#### Texto base:
══════

Quanto a Montesquieu, que publicou o Espírito das Leis em 1748, passava em sua cabeça a idéia de que o chefe do Executivo pudesse editar algo como “medida provisória”? Não, por isso mesmo ele concebeu a separação dos poderes. Se o Executivo legisla como faz nosso atual Presidente, ele sai de sua função preponderante. Montesquieu sabia que o homem, ao receber poder, teria sempre a tendência a abusar. Daí veio a idéia da separação, com o fim de limitar os poderes. Sem ela, haveria uma grande injustiça. Que época é essa, 1748, em que Montesquieu elabora a idéia da limitação de poderes por meio da separação deles? Iluminismo, que foi seguido pela Revolução Francesa, com a implementação da limitação do poder. A partir daí, que tipo de Estado temos? Estado de Direito, limitado pela Lei, elaborada pelo Parlamento. Mas que tipo de normas e de concepção existirá e vigorará de forma a mudar a idéia de que, daí para frente, tem-se um Estado liberal, que sucedeu o Estado absoluto? A idéia é de liberdade. Se a idéia é de liberdade, o Parlamento é muito demandado? Não, pois o Estado liberal é mínimo, absenteísta, e não deve intervir tanto. A regra do Estado de Direito é que o indivíduo pode fazer tudo que a lei não proíba nem ser obrigado a fazer o que a lei não mande, enquanto o contrário serve para a Administração: ela só pode fazer o que a lei permite, e não pode fazer nada mais.

Para o Estado mínimo, o raciocínio que se tinha era que, quanto mais lei, menos liberdades. Nós estamos obrigados a fazer ou a deixar de fazer algo senão em virtude de lei? Não; quanto mais lei, mais regulamentação, e menos liberdade. A idéia, portanto, é de que quanto menos lei, melhor. A sociedade, de acordo com os adeptos da teoria liberal, se regularia sozinha.

E o Estado posterior? Na época do Estado social se entendeu que o Estado liberal clássico não permitia que aqueles direitos previstos para todos pudessem ser materialmente exercidos por todos. Esse Estado, então, assumiu uma posição ativa, intervencionista, atuante, trazendo, por exemplo, serviços básicos. Mas o Estado não pode dar um passo sem que a Lei o autorize, então o Parlamento teve que sair de sua tranqüilidade.

══════

#### Dados fornecidos:

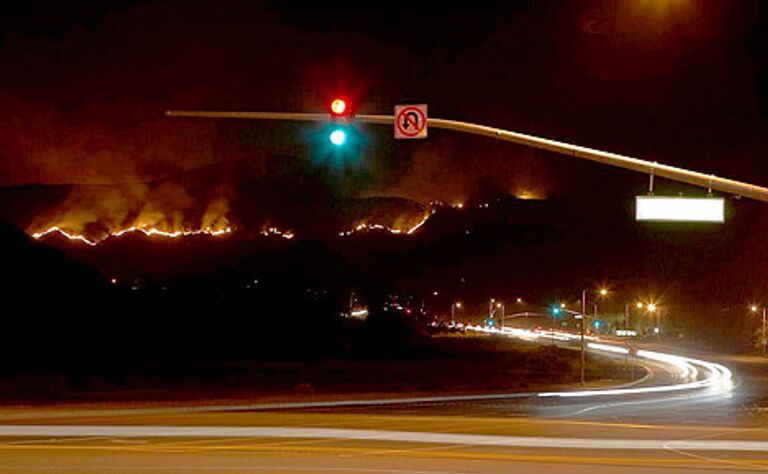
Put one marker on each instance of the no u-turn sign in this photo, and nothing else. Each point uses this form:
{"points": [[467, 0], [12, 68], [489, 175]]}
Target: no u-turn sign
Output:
{"points": [[411, 121]]}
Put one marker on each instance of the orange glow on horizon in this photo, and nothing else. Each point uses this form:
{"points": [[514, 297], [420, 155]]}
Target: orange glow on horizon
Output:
{"points": [[146, 230]]}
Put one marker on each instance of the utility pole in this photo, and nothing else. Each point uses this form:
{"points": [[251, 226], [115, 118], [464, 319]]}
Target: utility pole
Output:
{"points": [[626, 333], [583, 348], [763, 338]]}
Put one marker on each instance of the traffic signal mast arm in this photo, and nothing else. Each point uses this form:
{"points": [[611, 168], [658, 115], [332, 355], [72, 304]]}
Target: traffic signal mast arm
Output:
{"points": [[674, 173]]}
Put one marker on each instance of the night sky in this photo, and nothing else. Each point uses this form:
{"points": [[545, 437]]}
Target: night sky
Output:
{"points": [[83, 86]]}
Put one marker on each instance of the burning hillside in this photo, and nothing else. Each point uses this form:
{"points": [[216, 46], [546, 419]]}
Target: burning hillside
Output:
{"points": [[183, 208]]}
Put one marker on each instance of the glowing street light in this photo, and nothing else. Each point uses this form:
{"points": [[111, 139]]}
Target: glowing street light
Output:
{"points": [[454, 307]]}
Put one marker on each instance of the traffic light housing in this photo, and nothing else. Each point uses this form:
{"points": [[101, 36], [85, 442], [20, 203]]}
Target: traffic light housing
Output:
{"points": [[338, 137], [340, 110]]}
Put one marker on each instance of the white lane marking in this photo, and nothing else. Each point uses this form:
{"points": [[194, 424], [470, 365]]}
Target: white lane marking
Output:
{"points": [[379, 435], [235, 468]]}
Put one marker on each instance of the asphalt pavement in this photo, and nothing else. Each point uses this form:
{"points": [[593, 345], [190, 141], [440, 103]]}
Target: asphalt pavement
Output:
{"points": [[700, 427]]}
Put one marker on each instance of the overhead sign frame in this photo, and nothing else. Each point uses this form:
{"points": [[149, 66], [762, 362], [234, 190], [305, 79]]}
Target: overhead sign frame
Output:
{"points": [[411, 121]]}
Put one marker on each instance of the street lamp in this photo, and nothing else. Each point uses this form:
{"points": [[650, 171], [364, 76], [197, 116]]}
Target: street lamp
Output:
{"points": [[454, 307], [503, 310], [652, 308], [582, 365], [763, 339]]}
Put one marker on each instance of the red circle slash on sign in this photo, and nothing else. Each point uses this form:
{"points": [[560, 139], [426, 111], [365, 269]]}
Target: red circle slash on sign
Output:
{"points": [[411, 121]]}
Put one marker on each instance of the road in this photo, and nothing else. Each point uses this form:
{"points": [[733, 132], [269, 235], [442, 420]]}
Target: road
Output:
{"points": [[356, 442], [700, 429]]}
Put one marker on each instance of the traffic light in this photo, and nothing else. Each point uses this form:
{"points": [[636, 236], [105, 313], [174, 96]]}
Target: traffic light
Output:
{"points": [[338, 137], [338, 106], [340, 115], [340, 110]]}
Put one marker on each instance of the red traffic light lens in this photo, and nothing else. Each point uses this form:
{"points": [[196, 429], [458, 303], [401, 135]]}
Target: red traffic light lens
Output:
{"points": [[338, 106]]}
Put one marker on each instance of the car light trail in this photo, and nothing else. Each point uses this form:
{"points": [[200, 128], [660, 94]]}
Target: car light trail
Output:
{"points": [[699, 374]]}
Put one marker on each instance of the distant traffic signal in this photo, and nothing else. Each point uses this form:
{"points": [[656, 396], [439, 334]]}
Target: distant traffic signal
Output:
{"points": [[338, 106], [340, 110], [338, 136]]}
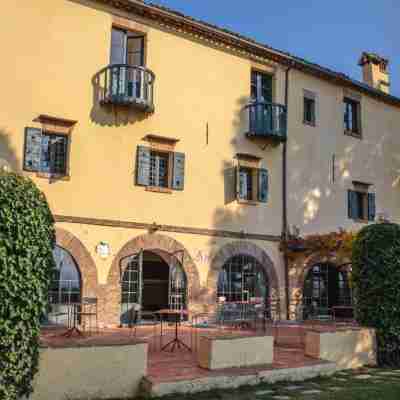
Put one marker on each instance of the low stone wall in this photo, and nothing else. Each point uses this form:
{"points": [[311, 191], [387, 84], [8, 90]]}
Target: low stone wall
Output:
{"points": [[92, 372], [349, 349], [221, 351]]}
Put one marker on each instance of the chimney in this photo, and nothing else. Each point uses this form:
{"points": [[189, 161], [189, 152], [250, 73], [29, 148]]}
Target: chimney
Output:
{"points": [[375, 71]]}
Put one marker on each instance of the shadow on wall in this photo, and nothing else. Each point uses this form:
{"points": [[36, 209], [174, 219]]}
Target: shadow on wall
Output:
{"points": [[112, 115], [8, 158]]}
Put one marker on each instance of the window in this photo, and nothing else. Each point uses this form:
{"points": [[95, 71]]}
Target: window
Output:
{"points": [[261, 87], [361, 204], [352, 120], [126, 48], [246, 191], [252, 184], [45, 152], [241, 279], [160, 169], [309, 110]]}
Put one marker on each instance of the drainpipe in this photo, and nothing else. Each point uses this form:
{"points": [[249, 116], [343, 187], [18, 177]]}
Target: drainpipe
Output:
{"points": [[284, 198]]}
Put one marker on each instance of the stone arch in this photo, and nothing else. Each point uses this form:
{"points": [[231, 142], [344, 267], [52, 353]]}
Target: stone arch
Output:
{"points": [[299, 270], [84, 260], [235, 248], [166, 247]]}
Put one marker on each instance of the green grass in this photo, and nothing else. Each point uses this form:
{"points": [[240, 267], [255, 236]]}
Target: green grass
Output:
{"points": [[379, 387]]}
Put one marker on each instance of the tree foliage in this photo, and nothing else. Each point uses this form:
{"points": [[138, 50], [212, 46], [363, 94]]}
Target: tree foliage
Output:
{"points": [[27, 238], [376, 279]]}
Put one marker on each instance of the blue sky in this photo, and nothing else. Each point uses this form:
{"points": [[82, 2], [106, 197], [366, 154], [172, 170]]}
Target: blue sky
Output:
{"points": [[330, 33]]}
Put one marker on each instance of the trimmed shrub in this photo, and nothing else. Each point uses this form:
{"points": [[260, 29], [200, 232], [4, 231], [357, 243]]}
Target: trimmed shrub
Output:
{"points": [[376, 279], [27, 238]]}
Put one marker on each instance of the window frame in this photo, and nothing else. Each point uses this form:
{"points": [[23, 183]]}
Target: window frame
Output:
{"points": [[51, 173], [312, 103], [355, 128], [168, 155]]}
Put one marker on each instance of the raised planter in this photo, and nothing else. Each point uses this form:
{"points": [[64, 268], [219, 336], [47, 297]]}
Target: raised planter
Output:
{"points": [[227, 351], [90, 372], [349, 349]]}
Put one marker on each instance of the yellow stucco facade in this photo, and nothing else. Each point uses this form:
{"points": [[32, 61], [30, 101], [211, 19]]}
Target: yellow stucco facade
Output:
{"points": [[53, 50]]}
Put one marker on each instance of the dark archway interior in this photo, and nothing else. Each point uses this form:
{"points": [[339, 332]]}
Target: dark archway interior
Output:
{"points": [[326, 286], [155, 282]]}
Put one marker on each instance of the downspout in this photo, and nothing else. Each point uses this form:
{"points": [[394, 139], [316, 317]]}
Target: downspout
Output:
{"points": [[284, 199]]}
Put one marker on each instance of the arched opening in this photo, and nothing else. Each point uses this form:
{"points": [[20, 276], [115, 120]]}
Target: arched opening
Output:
{"points": [[326, 286], [242, 278], [65, 288], [152, 281]]}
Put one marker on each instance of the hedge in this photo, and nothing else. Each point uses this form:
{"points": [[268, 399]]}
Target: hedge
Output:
{"points": [[27, 238], [376, 279]]}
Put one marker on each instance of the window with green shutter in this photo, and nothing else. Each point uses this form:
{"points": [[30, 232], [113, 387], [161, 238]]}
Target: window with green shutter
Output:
{"points": [[160, 169], [252, 184], [45, 152]]}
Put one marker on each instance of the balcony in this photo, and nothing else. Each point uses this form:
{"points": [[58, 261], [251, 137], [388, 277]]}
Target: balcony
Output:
{"points": [[267, 121], [126, 85]]}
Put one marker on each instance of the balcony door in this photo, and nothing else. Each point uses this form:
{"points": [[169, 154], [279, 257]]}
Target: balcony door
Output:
{"points": [[127, 50], [261, 115]]}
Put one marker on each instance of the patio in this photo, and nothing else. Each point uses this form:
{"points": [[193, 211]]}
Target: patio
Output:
{"points": [[169, 372]]}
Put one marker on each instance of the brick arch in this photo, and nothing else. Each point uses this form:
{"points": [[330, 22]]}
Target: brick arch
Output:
{"points": [[233, 249], [84, 260], [299, 270], [166, 247]]}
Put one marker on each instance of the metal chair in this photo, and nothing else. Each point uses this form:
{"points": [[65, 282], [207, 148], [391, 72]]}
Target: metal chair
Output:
{"points": [[89, 311]]}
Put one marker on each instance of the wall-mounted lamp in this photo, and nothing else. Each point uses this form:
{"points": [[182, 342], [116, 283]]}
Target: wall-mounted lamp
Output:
{"points": [[103, 250]]}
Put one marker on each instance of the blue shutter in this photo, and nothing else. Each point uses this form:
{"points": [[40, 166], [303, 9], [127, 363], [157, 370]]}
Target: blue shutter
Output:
{"points": [[263, 185], [371, 207], [33, 149], [241, 184], [143, 166], [352, 205], [178, 178]]}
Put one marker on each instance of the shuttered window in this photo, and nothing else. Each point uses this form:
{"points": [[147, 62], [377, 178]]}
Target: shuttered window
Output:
{"points": [[361, 205], [45, 152], [159, 169], [252, 184]]}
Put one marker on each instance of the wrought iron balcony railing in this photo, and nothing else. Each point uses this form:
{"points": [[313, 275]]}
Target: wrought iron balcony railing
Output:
{"points": [[126, 85], [267, 120]]}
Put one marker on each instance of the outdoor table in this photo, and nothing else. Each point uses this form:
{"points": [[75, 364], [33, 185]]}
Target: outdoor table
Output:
{"points": [[74, 318], [343, 310], [177, 314]]}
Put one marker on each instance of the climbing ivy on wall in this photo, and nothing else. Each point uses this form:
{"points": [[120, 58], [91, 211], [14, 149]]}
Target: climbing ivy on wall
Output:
{"points": [[376, 280], [27, 238]]}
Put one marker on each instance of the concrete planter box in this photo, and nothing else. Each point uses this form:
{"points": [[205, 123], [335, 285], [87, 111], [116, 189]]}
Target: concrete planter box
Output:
{"points": [[216, 352], [349, 349], [93, 372]]}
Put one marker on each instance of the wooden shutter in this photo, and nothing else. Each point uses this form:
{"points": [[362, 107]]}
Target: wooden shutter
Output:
{"points": [[371, 207], [229, 185], [241, 184], [178, 174], [263, 185], [143, 166], [33, 149], [352, 205]]}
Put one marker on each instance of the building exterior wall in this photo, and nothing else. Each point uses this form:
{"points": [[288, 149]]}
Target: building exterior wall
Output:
{"points": [[200, 93]]}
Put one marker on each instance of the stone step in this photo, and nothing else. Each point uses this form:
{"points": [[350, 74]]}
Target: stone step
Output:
{"points": [[232, 380]]}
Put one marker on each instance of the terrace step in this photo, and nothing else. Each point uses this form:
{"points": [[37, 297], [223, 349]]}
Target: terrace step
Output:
{"points": [[233, 378]]}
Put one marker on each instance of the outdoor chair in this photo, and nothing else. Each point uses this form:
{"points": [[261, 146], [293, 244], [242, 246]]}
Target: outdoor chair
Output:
{"points": [[87, 312], [58, 311]]}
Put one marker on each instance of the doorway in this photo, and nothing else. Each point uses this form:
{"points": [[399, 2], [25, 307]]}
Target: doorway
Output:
{"points": [[148, 280]]}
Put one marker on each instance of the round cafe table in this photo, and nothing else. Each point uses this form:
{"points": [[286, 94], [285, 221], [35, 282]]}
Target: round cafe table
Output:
{"points": [[175, 342]]}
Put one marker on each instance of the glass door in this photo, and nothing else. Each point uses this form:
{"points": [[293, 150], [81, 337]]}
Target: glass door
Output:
{"points": [[177, 287], [131, 287]]}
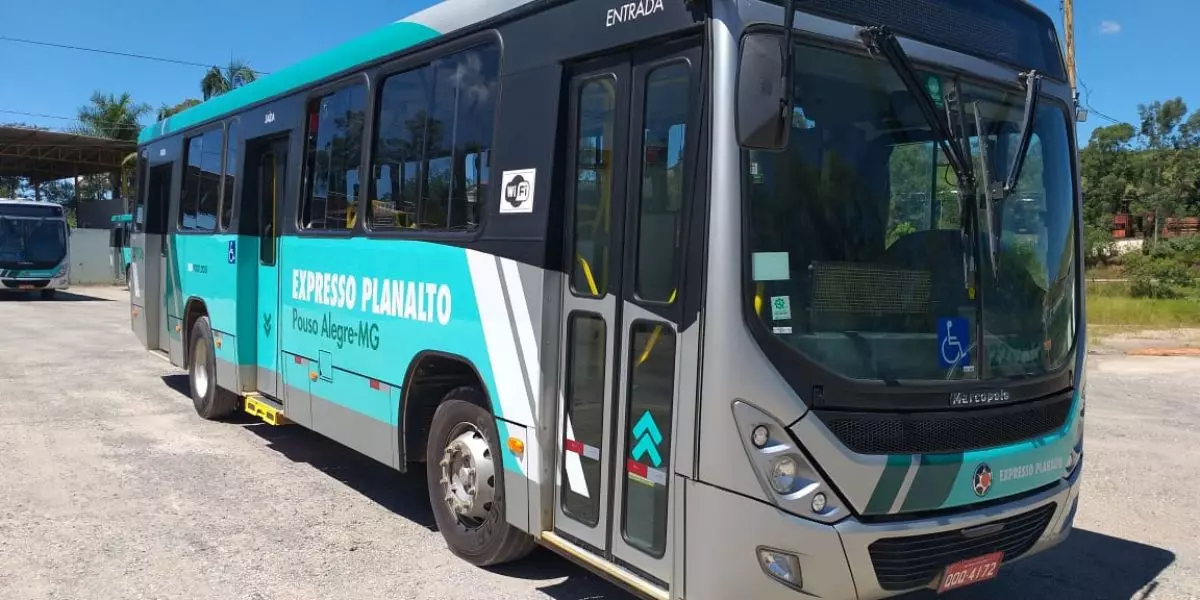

══════

#### Lista de tarefas:
a – Reescreva o trecho do texto sobre a separação dos poderes que se inicia com as palavras "Para o Estado" e se encerra com "de sua tranqüilidade.", trocando "Estado social" por "Estado de bem-estar social".
b – Retome o texto sobre a separação dos poderes e dê continuidade a ele a partir do ponto em que termina.
A listagem não tem relação com o texto sobre a separação dos poderes.

#### Respostas por tarefa:
a –
Para o Estado mínimo, o raciocínio que se tinha era que, quanto mais lei, menos liberdades. Nós estamos obrigados a fazer ou a deixar de fazer algo senão em virtude de lei? Não; quanto mais lei, mais regulamentação, e menos liberdade. A idéia, portanto, é de que quanto menos lei, melhor. A sociedade, de acordo com os adeptos da teoria liberal, se regularia sozinha.

E o Estado posterior? Na época do Estado de bem-estar social se entendeu que o Estado liberal clássico não permitia que aqueles direitos previstos para todos pudessem ser materialmente exercidos por todos. Esse Estado, então, assumiu uma posição ativa, intervencionista, atuante, trazendo, por exemplo, serviços básicos. Mas o Estado não pode dar um passo sem que a Lei o autorize, então o Parlamento teve que sair de sua tranqüilidade.

b –
Entretanto, lembrem-se que a natureza dos Parlamentos é de total debate, e que se debata sobre o tempo que for necessário para que a lei, que obrigará os indivíduos a fazer ou deixar de fazer determinada coisa, dali emerja sem causar nenhuma mácula posterior a seus destinatários. Mas tais serviços que o Estado se deu a obrigação de prestar são básicos e de caráter urgente. Pode, portanto, o Parlamento deliberar por tempo indeterminado até que se chegue à melhor solução? Não. O Executivo estará rodeado de técnicos no assunto, por exemplo o de energia elétrica; ao mesmo tempo que o parlamento é formado de pessoas com todo o tipo de formação, ou mesmo sem formação nenhuma, logo dificilmente haverá, em seu corpo, o número desejável de técnicos em qualquer que seja a área necessária. Imaginem, portanto, o Parlamento elaborando uma lei que regulará o setor energético. Essa legislação atenderá, tecnicamente, seus objetivos? Será difícil.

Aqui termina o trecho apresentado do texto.